Provided records section start
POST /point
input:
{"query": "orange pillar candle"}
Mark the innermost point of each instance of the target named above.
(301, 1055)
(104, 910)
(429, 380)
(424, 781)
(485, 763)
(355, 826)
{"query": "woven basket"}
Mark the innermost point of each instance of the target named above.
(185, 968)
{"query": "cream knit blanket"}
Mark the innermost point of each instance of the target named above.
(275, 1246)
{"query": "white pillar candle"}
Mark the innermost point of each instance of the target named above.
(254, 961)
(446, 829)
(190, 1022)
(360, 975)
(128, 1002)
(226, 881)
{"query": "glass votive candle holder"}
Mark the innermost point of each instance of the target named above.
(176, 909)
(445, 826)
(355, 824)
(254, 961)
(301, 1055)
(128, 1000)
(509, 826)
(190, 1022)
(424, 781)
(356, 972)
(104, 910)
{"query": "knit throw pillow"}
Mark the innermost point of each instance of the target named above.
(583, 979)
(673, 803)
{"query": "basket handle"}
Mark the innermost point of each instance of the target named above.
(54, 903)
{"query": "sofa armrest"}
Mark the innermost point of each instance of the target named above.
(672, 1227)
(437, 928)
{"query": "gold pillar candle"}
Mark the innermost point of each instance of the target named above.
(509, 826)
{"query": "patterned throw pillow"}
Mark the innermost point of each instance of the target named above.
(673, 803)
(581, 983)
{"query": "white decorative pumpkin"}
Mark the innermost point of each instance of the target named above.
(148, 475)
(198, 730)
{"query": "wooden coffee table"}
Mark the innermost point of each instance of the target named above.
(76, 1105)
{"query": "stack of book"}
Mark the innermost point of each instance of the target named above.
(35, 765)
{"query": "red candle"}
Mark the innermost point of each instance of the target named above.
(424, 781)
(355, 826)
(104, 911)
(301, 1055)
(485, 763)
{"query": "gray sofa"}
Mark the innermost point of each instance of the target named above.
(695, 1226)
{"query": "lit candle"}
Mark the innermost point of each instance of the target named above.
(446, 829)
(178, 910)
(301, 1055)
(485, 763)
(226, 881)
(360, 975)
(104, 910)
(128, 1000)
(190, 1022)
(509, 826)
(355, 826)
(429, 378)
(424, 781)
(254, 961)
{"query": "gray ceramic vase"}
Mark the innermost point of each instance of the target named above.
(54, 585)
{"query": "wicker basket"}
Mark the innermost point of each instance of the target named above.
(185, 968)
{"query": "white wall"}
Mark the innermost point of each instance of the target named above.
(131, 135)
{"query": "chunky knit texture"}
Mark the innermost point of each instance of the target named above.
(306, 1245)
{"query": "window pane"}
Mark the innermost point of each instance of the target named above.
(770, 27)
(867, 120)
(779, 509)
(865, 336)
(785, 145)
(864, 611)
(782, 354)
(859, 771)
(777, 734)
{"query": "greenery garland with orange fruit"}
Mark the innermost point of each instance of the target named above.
Provided records section end
What the task asks = The records above should be printed in full, exactly as they appear.

Response =
POST /point
input:
{"query": "orange pillar candle"}
Mark the innermost point of each instance of the target named above.
(301, 1055)
(104, 910)
(429, 380)
(424, 781)
(485, 763)
(355, 826)
{"query": "woven basket"}
Mark the innermost point of each instance of the target named above.
(185, 968)
{"query": "cream knit blanket"}
Mark the innermost point of each instance of the target named above.
(275, 1246)
{"query": "white pillar candle"}
Mark the innermost point of each instance of the target named above.
(254, 961)
(446, 829)
(190, 1022)
(360, 975)
(128, 1002)
(226, 881)
{"query": "glass votive candle holder"}
Mark the innermost point of each instance of the target named above.
(176, 909)
(445, 826)
(355, 824)
(254, 961)
(301, 1055)
(128, 1000)
(509, 826)
(190, 1022)
(424, 781)
(356, 972)
(104, 910)
{"query": "knit throw pillow"}
Mark the innermost point of each instance of the target named above.
(583, 979)
(673, 803)
{"query": "basket handle"}
Mark the innermost point of each instance of the target named above.
(54, 903)
{"query": "sofa armrest"}
Mark the innermost point of each instance of the target named above.
(672, 1227)
(437, 928)
{"query": "gold pillar candle"}
Mark the innermost point of each instance of the target named above.
(509, 826)
{"query": "patterned throw pillow"}
Mark the innermost point of each instance of the target named above.
(673, 803)
(581, 983)
{"query": "white decorative pumpkin"}
Mark the innermost point of each instance of the target named above.
(148, 475)
(198, 730)
{"query": "wooden coffee table"}
Mark the innermost point of each instance of the target named above.
(76, 1105)
{"query": "stack of book"}
Mark the innermost point of each instance of the target named above.
(35, 765)
{"query": "red candle"}
Mark the innermost point of each instance of the target named above.
(424, 781)
(355, 826)
(104, 911)
(301, 1055)
(485, 763)
{"query": "gray sofa"}
Mark the innermost point of each instance of the target named above.
(695, 1226)
{"query": "lit candle"}
Mark the innermost point of each instance of the target named above.
(446, 829)
(178, 910)
(301, 1055)
(485, 763)
(226, 881)
(360, 975)
(104, 910)
(128, 1000)
(190, 1022)
(509, 826)
(355, 826)
(429, 378)
(424, 781)
(254, 961)
{"query": "gray ceramic vase"}
Mark the innermost point of each instance of the target named above.
(54, 585)
{"query": "wicker basket"}
Mark the innermost point of each instance of the target named above.
(185, 968)
{"query": "white wall"}
Mark the innermost point of each instance of the target named above.
(131, 135)
{"query": "chunky knit texture"}
Mark the innermost point of each instance of the target named above.
(306, 1245)
{"query": "window pane"}
Mark the innermost point of each instance of the target named above.
(770, 27)
(867, 120)
(779, 509)
(865, 336)
(785, 145)
(864, 611)
(782, 354)
(859, 771)
(777, 734)
{"query": "greenery garland with orange fruit"}
Mark the innermost point of each instance of the target named above.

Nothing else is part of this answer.